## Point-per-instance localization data
┄┄┄┄┄┄┄┄┄┄┄┄┄┄┄┄┄┄┄┄
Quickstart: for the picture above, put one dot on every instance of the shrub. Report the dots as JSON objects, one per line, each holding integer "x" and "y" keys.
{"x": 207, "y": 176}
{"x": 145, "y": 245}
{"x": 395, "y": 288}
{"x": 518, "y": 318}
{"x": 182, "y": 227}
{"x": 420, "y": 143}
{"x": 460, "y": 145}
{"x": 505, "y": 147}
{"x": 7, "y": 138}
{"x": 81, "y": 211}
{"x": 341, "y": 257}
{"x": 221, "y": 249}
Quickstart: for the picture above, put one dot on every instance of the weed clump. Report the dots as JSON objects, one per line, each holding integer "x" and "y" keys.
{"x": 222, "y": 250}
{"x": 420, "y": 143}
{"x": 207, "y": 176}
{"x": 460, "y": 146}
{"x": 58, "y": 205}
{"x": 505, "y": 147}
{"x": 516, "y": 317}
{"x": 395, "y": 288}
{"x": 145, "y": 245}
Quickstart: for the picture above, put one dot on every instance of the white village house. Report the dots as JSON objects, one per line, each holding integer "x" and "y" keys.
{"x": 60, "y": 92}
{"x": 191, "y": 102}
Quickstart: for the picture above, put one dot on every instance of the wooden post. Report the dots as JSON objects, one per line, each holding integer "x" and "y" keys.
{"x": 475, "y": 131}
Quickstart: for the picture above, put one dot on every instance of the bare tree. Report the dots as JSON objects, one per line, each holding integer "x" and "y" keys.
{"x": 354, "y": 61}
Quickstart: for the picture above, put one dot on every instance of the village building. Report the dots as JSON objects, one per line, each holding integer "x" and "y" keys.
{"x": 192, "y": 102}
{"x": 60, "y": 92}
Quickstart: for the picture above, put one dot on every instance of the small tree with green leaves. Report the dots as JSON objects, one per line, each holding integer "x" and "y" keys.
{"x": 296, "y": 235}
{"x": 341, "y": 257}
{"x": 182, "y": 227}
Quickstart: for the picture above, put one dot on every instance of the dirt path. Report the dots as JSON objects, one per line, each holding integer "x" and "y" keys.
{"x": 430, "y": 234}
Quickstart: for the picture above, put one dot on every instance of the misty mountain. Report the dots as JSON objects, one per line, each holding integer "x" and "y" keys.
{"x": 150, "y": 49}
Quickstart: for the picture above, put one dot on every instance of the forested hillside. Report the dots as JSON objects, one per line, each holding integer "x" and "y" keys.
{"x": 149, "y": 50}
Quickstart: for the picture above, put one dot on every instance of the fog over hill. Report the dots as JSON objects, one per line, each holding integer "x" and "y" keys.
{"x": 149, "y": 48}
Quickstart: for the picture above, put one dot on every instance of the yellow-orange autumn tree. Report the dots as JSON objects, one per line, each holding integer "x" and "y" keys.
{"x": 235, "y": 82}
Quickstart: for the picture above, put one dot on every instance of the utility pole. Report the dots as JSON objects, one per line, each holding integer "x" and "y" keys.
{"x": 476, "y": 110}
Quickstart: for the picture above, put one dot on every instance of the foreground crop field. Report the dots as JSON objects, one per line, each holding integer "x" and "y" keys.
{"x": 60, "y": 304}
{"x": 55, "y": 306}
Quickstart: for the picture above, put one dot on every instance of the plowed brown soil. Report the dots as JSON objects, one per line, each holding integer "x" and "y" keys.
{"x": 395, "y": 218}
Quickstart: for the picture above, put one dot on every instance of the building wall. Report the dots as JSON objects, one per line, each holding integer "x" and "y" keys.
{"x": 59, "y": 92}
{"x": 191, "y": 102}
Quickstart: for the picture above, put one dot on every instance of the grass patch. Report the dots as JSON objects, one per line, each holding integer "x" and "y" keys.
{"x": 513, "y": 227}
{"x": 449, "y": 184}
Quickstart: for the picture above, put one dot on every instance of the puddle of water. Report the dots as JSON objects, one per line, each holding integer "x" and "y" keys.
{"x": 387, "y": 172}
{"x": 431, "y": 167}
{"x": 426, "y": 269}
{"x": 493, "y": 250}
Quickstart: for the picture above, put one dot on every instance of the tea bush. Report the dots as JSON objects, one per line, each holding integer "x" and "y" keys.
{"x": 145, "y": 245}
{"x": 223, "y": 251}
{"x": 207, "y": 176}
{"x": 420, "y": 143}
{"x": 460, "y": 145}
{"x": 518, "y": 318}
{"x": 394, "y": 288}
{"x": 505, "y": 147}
┄┄┄┄┄┄┄┄┄┄┄┄┄┄┄┄┄┄┄┄
## What you should do
Each line from the one holding "of the puddle" to the end of the data above goes into the answer exactly as written, and no other line does.

## Solved exercise
Quickstart: for the picture above, put one dot on every instance of the puddle of water. Report the dots as JSON objects, one per line, each holding integer "x" and "y" keys.
{"x": 387, "y": 172}
{"x": 431, "y": 167}
{"x": 426, "y": 269}
{"x": 493, "y": 250}
Quickstart: for the picture above, put one dot on every instance of the tea bush. Report the dots as JSON objects, one per line, each holding integer "x" and "y" keys.
{"x": 145, "y": 245}
{"x": 223, "y": 251}
{"x": 207, "y": 176}
{"x": 420, "y": 143}
{"x": 460, "y": 145}
{"x": 518, "y": 318}
{"x": 394, "y": 288}
{"x": 505, "y": 147}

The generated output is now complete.